─── Source records ───
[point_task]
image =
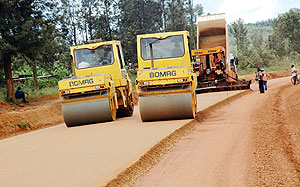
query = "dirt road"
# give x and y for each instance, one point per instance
(88, 155)
(253, 141)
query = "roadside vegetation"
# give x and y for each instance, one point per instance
(35, 39)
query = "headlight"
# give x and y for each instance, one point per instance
(99, 86)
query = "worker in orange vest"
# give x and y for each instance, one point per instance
(265, 78)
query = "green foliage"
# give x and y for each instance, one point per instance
(288, 26)
(22, 124)
(239, 33)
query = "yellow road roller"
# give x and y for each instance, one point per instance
(165, 80)
(100, 89)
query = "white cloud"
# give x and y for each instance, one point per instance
(249, 11)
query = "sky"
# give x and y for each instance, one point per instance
(250, 11)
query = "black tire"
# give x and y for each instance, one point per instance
(128, 111)
(294, 80)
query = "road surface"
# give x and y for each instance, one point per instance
(88, 155)
(250, 142)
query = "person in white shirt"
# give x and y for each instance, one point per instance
(294, 74)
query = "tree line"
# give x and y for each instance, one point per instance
(283, 43)
(38, 33)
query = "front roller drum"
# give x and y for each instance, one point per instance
(89, 112)
(166, 107)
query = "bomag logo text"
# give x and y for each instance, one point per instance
(81, 82)
(163, 74)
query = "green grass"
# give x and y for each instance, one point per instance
(40, 92)
(277, 66)
(32, 93)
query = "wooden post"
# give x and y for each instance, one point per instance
(8, 77)
(151, 54)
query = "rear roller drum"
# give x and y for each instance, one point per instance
(89, 112)
(166, 107)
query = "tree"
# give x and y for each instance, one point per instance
(239, 32)
(192, 13)
(287, 26)
(137, 17)
(22, 28)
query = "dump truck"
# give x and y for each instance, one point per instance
(100, 89)
(214, 65)
(165, 80)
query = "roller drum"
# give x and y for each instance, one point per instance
(165, 107)
(87, 112)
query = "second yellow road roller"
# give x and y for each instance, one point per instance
(165, 81)
(100, 89)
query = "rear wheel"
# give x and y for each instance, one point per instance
(126, 111)
(294, 80)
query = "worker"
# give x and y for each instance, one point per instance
(19, 94)
(265, 78)
(294, 74)
(259, 77)
(216, 59)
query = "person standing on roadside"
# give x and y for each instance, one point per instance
(265, 78)
(295, 75)
(259, 77)
(19, 94)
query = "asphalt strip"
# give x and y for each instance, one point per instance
(128, 176)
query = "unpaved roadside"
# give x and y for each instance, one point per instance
(250, 142)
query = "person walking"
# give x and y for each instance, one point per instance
(259, 77)
(265, 78)
(19, 94)
(294, 75)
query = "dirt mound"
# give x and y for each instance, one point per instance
(39, 113)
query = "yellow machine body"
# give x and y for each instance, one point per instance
(165, 80)
(100, 88)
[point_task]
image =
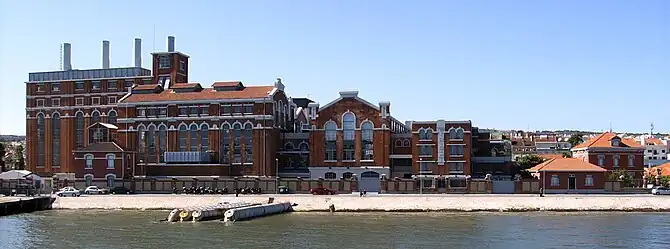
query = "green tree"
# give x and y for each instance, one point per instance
(575, 139)
(529, 161)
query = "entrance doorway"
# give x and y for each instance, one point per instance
(572, 182)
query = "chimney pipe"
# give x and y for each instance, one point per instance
(138, 52)
(67, 56)
(105, 54)
(170, 43)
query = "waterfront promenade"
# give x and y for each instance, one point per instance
(384, 203)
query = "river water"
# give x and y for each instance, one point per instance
(139, 230)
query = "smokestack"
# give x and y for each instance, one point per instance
(138, 52)
(105, 54)
(170, 43)
(67, 56)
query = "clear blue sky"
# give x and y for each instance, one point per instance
(501, 64)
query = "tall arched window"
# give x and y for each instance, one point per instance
(204, 137)
(368, 141)
(141, 142)
(95, 117)
(162, 141)
(40, 139)
(194, 137)
(79, 129)
(331, 141)
(183, 137)
(151, 143)
(55, 140)
(237, 143)
(248, 139)
(348, 130)
(111, 117)
(225, 143)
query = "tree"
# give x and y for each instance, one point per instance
(575, 139)
(2, 157)
(529, 161)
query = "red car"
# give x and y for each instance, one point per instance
(321, 191)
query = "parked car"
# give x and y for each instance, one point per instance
(69, 191)
(660, 190)
(321, 191)
(120, 190)
(94, 190)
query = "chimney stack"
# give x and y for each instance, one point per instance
(105, 54)
(67, 56)
(138, 52)
(170, 43)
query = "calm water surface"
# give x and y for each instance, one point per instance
(138, 230)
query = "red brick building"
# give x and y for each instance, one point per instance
(612, 153)
(570, 175)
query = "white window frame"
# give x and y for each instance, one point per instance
(111, 161)
(555, 181)
(88, 161)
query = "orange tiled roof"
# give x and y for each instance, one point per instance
(604, 141)
(566, 165)
(665, 170)
(250, 92)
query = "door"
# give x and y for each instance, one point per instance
(572, 182)
(369, 181)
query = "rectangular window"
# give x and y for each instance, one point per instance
(555, 181)
(589, 180)
(112, 84)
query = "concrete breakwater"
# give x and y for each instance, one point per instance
(387, 203)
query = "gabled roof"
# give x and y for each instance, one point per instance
(566, 165)
(604, 140)
(101, 147)
(349, 94)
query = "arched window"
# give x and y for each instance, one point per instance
(248, 139)
(79, 129)
(111, 117)
(348, 130)
(162, 141)
(141, 142)
(110, 180)
(95, 117)
(183, 137)
(237, 143)
(55, 140)
(367, 141)
(331, 141)
(40, 139)
(225, 143)
(194, 137)
(204, 137)
(330, 175)
(151, 143)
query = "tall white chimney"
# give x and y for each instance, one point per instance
(105, 54)
(138, 52)
(170, 43)
(67, 56)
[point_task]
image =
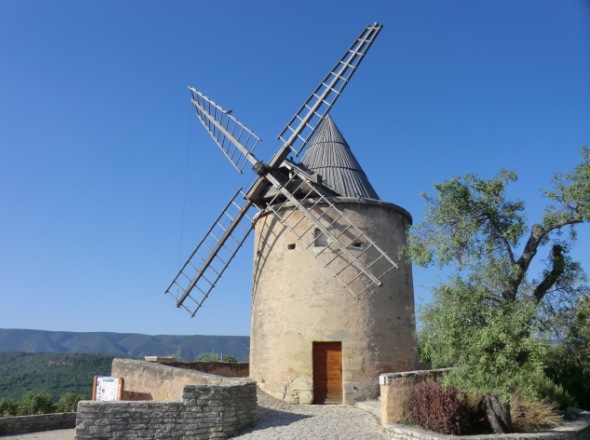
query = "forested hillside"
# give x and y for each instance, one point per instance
(52, 373)
(121, 344)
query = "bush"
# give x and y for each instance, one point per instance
(530, 415)
(438, 409)
(549, 390)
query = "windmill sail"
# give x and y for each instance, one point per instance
(234, 139)
(201, 272)
(212, 256)
(301, 127)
───
The pictures should not appear in the copy; every other part of the records above must be returned exactly.

[point_task]
image =
query = "dirt road"
# give x and y for each instance, one point per instance
(88, 155)
(253, 141)
query = "roadside vegetation"
# give x and y for each instance, one point per instance
(35, 39)
query = "headlight"
# give x and y for each instance, one point per instance
(99, 86)
query = "worker in orange vest"
# give x and y for each instance, one point per instance
(265, 78)
query = "green foliage"
# give x and y for each instance, one point per instance
(288, 26)
(22, 124)
(239, 33)
query = "yellow road roller"
# give x and y for each instance, one point per instance
(165, 80)
(100, 89)
query = "white cloud"
# give x and y for each instance, one point per instance
(249, 11)
query = "sky"
# give x and y for each instance, one point per instance
(250, 11)
query = "black tire"
# give x and y for each instance, one point per instance
(128, 111)
(294, 80)
query = "road surface"
# give x and y for each instance, one point per instance
(88, 155)
(250, 142)
query = "person in white shirt"
# give x and y for each instance, one point per instance
(294, 74)
query = "tree line"
# give x and y for each instance, one point per instance
(283, 43)
(38, 33)
query = "front roller drum"
# give x and y for each instance, one point per instance
(89, 112)
(166, 107)
query = "bomag logo text"
# give x and y for each instance, one point per instance
(81, 82)
(163, 74)
query = "green grass"
# give x and y for each instance, one point per instance
(40, 92)
(277, 66)
(32, 93)
query = "wooden post"
# give x and y for each instance, one point per instance
(8, 77)
(151, 54)
query = "rear roller drum"
# give x and y for each instance, one point per instance
(89, 112)
(166, 107)
query = "tree"
# give x and y for each instance, one point per instance
(239, 32)
(192, 13)
(287, 26)
(137, 17)
(22, 28)
query = "dump truck"
# give x and y for each instance, one point per instance
(100, 89)
(214, 65)
(165, 80)
query = "roller drum"
# give x and y for each instance, one point per instance
(165, 107)
(87, 112)
query = "second yellow road roller"
# give x and y for each instance, one point per instance
(165, 81)
(100, 89)
query = "rear wheel"
# give x and y for each instance, one point per instance
(126, 111)
(294, 80)
query = "worker"
# give x and y for each instance, one point per instance
(19, 94)
(265, 78)
(294, 74)
(259, 77)
(216, 59)
query = "person standing on roadside"
# give x and y for each instance, one point per instance
(265, 78)
(295, 75)
(259, 77)
(19, 94)
query = "asphalt strip"
# give x and y for each instance, one point per instance
(128, 176)
query = "unpaved roadside"
# give x and y for each instance, one point per instance
(250, 142)
query = "person walking"
# give x and y for each instance, one point per instance
(259, 77)
(265, 78)
(19, 94)
(294, 75)
query = "dirt mound"
# give x and y for each instance, one point per instance
(39, 113)
query = "yellow machine body"
# give x and y for each instance, one point per instance
(165, 80)
(100, 88)
[point_task]
image =
query = "green tree"
# give x and y for each instance, one point per instance
(575, 139)
(529, 161)
query = "entrance doorway"
# give x and y for each instance, one point per instance
(572, 182)
query = "chimney pipe"
# give x and y for each instance, one point per instance
(138, 52)
(67, 56)
(105, 54)
(170, 43)
query = "waterfront promenade"
# give x and y for each instance, one point per instance
(384, 203)
query = "river water"
# give x and y for each instance, one point per instance
(139, 230)
query = "smokestack"
# give x and y for each instance, one point per instance
(138, 52)
(105, 54)
(170, 43)
(67, 56)
query = "clear blue sky"
# give x and y for each instance, one point per instance
(501, 64)
query = "tall arched window"
# give x and y for each instance, one point per instance
(204, 137)
(368, 141)
(141, 142)
(95, 117)
(162, 141)
(40, 139)
(194, 137)
(79, 129)
(331, 141)
(183, 137)
(151, 143)
(55, 140)
(237, 143)
(248, 139)
(348, 130)
(111, 117)
(225, 143)
query = "tree"
# give x and y for each instance, one point per instance
(575, 139)
(2, 157)
(529, 161)
query = "red car"
# give x and y for each instance, one point per instance
(321, 191)
query = "parked car"
# give x and y for each instance, one point per instance
(69, 191)
(660, 190)
(321, 191)
(120, 190)
(94, 190)
query = "chimney stack"
# give x and y for each instance, one point per instance
(105, 54)
(67, 56)
(138, 52)
(170, 43)
query = "calm water surface"
# give x and y for each instance, one point per instance
(138, 230)
query = "red brick building"
# give x and y for each instance, one point per instance
(612, 153)
(570, 175)
query = "white window frame"
# give x and y for each instance, one point per instance
(111, 161)
(555, 181)
(88, 161)
query = "orange tiled roof"
# give x and y for each instance, one point per instance
(604, 141)
(566, 165)
(665, 170)
(250, 92)
query = "door"
# give x and y for each instance, one point per instance
(572, 182)
(369, 181)
query = "rectangular window"
# give x and y for each instance, one point per instance
(555, 181)
(589, 180)
(112, 84)
query = "concrete breakwater"
# give x and y for each instance, one point per instance
(387, 203)
query = "gabled roof"
# give x and y for each instance, one point per instance
(566, 165)
(604, 140)
(101, 147)
(349, 94)
query = "arched window"
# give x and y for each instance, one point per instance
(248, 139)
(79, 129)
(111, 117)
(348, 130)
(162, 141)
(141, 142)
(110, 180)
(95, 117)
(183, 137)
(237, 143)
(55, 140)
(367, 141)
(331, 141)
(40, 139)
(225, 143)
(194, 137)
(204, 137)
(330, 175)
(151, 143)
query = "tall white chimney"
# give x and y for each instance, one point per instance
(105, 54)
(138, 52)
(170, 43)
(67, 56)
[point_task]
image =
query = "forested hillside"
# give x and y for each instance, one point per instance
(52, 373)
(121, 344)
query = "bush"
# give x and y for each instance, one point per instance
(530, 415)
(438, 409)
(549, 390)
query = "windmill sail"
# give x and y for each instance, one point per instance
(234, 139)
(201, 272)
(212, 256)
(301, 127)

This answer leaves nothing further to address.